● **EXTRACT TO READ**

SLIDE : In Defense of Smart Algorithms over Hardware Acceleration for Large-Scale Deep Learning Systems

vpuente · March 11, 2020, 4:22pm

This might be interesting. It uses an interesting form of “sparsity” to alleviate the computational cost of DL.

More info for LSH in

Can be this used for a better encoder???

SeanOConnor · March 12, 2020, 11:21pm

I think they did use a 44 core CPU which I would consider in the same bracket as a GPU. Though they didn’t use the full CPU single instruction multiple data instruction set. Or maybe they did unknowingly as their compiler autovectorized their code. Even the Java just in time hotspot compiler will autovectorize these days.

Anyway I am a big fan of random projection/locality sensitive hashing.
You can just do HD or HDHD etc. Where H is a matrix operation that in practice is replaced by the fast Walsh Hadamard transform and D is some random diagonal matrix with +1,-1 entries. That gives a random projection by sequency (similar to frequency) scrambling.
If you binarize the output of HD you have a fast locality sensitive hash.

● **DIRECTION**
In the forum thread, what kind of matrix is D in the HD construction? The records stand apart from the forum thread and are separate material.

[Point annotation records]
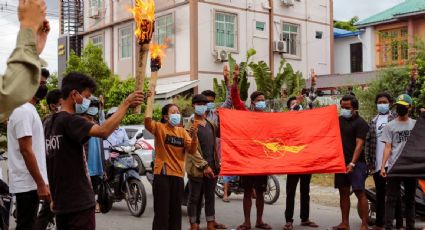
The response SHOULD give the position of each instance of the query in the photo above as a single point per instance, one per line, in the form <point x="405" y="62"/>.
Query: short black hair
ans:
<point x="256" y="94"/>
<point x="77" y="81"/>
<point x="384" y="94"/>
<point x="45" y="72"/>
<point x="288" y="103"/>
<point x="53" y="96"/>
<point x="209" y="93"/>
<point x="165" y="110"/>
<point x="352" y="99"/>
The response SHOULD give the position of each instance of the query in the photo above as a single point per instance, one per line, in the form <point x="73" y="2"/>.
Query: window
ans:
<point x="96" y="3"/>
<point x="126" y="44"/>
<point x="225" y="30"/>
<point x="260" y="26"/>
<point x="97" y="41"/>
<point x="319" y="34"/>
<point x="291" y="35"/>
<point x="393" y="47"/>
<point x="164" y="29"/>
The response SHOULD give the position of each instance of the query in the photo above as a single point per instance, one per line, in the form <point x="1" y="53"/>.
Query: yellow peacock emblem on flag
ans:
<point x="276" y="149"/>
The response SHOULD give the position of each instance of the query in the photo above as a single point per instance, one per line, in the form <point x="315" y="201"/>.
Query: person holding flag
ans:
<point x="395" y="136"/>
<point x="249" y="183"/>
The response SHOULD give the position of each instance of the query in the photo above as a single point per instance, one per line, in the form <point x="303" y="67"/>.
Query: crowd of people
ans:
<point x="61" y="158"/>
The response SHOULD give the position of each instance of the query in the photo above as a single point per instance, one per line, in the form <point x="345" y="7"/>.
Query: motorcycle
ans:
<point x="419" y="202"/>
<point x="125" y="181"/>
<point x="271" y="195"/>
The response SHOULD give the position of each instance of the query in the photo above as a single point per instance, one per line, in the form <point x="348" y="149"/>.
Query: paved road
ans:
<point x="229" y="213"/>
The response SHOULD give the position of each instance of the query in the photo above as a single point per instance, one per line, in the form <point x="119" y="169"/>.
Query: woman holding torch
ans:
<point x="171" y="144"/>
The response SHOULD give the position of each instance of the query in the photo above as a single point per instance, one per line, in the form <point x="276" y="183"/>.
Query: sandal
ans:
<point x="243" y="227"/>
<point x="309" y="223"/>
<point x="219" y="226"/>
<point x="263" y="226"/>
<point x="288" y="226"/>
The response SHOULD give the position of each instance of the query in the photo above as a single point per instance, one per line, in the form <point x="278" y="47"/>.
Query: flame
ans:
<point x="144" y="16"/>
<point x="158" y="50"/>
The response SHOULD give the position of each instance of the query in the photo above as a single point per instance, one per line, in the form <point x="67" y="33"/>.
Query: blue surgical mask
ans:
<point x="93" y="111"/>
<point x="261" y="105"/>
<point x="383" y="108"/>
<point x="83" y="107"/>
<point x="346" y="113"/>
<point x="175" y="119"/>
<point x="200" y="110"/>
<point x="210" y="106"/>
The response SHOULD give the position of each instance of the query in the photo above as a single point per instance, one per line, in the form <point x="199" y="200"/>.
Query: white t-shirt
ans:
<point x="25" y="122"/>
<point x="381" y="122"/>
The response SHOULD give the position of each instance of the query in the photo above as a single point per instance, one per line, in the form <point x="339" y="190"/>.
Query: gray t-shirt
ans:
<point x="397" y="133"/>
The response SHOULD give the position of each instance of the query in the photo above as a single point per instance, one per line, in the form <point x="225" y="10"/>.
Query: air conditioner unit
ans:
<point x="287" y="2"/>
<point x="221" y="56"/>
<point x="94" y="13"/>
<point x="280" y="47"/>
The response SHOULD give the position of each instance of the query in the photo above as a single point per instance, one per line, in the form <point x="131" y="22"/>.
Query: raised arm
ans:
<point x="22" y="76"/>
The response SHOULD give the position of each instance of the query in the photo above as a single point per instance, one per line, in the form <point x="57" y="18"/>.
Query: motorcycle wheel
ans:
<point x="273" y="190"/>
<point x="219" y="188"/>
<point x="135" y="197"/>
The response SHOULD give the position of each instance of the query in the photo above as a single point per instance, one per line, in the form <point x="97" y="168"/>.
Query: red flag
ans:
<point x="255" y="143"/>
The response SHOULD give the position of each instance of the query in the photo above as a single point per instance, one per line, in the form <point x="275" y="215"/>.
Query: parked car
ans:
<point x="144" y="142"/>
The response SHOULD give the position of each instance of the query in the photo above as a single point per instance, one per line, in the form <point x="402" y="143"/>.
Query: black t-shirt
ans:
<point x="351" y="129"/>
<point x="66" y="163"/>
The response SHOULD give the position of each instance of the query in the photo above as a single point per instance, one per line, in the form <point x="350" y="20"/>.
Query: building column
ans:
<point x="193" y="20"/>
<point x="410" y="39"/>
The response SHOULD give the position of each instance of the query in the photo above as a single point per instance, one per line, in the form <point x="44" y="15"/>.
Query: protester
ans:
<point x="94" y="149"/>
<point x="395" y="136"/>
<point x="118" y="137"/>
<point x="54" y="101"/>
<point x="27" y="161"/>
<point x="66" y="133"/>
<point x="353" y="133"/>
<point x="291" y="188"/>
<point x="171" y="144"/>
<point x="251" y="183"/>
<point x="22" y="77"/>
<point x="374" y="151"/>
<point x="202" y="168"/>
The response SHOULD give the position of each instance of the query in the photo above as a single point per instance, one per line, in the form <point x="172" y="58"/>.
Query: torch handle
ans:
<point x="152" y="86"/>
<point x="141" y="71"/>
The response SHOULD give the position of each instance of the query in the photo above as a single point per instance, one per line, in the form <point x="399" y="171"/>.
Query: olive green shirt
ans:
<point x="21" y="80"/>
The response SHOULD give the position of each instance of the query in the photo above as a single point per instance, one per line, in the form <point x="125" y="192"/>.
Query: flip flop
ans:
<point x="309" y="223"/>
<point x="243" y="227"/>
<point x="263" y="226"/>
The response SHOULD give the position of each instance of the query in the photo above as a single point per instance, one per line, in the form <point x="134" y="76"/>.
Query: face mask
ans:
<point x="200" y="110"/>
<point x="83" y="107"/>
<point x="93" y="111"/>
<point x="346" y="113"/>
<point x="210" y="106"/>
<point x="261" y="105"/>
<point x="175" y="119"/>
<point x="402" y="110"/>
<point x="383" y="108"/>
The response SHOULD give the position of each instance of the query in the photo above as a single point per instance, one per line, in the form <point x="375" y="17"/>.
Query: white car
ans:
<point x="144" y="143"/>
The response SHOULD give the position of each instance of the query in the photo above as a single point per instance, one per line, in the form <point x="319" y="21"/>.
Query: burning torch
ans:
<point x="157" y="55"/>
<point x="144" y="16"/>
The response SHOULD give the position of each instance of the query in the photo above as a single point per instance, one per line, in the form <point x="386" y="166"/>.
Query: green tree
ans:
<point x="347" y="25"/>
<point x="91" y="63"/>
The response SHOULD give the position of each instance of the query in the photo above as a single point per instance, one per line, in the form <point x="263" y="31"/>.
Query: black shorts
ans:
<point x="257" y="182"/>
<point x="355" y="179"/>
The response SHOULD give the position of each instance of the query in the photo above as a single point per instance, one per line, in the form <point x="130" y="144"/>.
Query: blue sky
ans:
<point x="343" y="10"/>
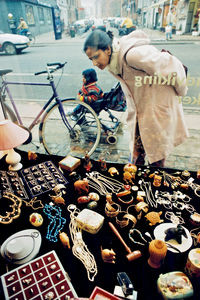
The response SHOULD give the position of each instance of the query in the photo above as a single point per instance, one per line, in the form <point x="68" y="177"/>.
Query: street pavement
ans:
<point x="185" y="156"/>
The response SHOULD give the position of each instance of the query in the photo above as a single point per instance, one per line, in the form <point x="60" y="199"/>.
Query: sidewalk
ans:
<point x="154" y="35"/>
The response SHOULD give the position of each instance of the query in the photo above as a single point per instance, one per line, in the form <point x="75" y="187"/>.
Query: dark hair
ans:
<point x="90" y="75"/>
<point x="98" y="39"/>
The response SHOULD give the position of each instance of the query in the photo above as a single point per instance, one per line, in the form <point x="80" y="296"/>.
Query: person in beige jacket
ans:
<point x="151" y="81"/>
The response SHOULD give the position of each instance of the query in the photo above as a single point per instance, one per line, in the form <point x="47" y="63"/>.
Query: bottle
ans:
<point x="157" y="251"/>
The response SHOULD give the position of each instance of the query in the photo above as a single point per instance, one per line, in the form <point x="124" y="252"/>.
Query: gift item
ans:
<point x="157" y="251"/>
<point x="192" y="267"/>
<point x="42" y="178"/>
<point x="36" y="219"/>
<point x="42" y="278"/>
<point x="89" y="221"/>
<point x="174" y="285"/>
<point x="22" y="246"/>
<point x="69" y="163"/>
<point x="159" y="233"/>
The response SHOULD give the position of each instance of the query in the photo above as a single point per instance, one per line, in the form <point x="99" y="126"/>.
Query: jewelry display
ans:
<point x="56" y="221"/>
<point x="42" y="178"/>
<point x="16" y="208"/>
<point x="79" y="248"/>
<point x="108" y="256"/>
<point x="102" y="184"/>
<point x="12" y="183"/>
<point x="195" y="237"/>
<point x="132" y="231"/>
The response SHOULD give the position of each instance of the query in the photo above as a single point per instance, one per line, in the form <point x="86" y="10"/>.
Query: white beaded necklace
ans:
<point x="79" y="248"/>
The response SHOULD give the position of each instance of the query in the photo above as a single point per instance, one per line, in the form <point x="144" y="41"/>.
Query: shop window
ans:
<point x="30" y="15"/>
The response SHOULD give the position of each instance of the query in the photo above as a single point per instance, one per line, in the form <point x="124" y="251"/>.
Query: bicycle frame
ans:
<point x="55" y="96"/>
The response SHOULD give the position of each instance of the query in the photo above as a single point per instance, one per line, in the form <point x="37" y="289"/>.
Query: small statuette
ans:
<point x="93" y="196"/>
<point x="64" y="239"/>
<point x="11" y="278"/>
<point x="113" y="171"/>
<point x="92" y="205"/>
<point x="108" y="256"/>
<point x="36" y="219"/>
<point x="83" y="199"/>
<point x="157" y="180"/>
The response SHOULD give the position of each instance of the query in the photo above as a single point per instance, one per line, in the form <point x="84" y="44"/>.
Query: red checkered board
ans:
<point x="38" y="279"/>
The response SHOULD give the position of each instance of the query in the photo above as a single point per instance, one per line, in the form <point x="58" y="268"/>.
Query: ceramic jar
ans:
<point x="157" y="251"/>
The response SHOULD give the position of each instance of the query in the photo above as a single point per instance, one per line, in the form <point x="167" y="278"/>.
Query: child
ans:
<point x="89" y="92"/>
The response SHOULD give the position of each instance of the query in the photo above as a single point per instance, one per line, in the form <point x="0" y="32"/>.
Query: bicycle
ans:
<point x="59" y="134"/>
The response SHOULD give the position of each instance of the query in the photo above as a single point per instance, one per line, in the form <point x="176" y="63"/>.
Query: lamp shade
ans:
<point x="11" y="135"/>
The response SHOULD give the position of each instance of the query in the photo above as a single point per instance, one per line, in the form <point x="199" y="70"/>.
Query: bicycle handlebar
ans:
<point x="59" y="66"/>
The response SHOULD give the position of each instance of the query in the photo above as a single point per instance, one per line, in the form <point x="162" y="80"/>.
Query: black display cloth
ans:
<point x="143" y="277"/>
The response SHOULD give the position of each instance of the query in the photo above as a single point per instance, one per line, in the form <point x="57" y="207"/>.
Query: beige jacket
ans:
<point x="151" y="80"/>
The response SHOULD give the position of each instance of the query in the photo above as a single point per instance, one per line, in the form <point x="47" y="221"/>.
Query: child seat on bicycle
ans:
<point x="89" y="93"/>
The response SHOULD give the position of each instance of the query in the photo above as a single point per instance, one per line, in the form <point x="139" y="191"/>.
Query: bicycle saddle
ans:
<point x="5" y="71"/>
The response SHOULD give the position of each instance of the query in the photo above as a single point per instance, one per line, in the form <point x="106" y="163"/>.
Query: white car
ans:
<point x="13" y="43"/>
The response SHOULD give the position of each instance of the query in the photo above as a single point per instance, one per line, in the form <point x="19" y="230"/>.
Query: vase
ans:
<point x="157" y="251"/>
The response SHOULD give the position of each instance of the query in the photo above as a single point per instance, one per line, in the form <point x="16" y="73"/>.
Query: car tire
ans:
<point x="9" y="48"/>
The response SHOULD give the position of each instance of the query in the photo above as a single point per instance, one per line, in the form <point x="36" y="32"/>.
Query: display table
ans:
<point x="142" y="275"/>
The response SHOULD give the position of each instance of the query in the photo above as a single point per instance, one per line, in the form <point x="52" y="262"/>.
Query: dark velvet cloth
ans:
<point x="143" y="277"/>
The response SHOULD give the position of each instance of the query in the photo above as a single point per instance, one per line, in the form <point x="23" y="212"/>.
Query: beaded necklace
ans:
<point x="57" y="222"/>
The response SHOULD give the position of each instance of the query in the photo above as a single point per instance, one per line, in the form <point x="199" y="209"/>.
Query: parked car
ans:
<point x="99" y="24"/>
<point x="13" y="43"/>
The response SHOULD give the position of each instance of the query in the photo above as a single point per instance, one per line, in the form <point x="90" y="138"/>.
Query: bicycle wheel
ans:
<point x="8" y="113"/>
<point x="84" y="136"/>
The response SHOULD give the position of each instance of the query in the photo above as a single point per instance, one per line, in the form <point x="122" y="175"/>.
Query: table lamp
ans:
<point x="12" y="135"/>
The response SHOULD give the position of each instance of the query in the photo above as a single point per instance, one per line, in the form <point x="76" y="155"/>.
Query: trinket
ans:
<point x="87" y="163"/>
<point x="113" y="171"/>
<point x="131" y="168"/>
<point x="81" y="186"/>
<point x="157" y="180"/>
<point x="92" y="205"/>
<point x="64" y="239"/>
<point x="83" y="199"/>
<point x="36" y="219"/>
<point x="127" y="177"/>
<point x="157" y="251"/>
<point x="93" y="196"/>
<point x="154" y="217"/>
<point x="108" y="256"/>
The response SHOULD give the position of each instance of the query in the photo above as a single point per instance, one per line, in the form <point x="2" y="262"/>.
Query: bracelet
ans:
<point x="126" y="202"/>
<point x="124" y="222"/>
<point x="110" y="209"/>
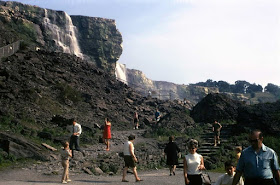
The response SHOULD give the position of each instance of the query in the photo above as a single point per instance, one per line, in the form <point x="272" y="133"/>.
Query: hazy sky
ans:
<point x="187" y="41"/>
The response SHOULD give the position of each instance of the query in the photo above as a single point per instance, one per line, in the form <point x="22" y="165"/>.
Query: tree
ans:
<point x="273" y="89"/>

● **EXERCISE RESULT**
D is a random diagonal matrix with +1 and -1 entries.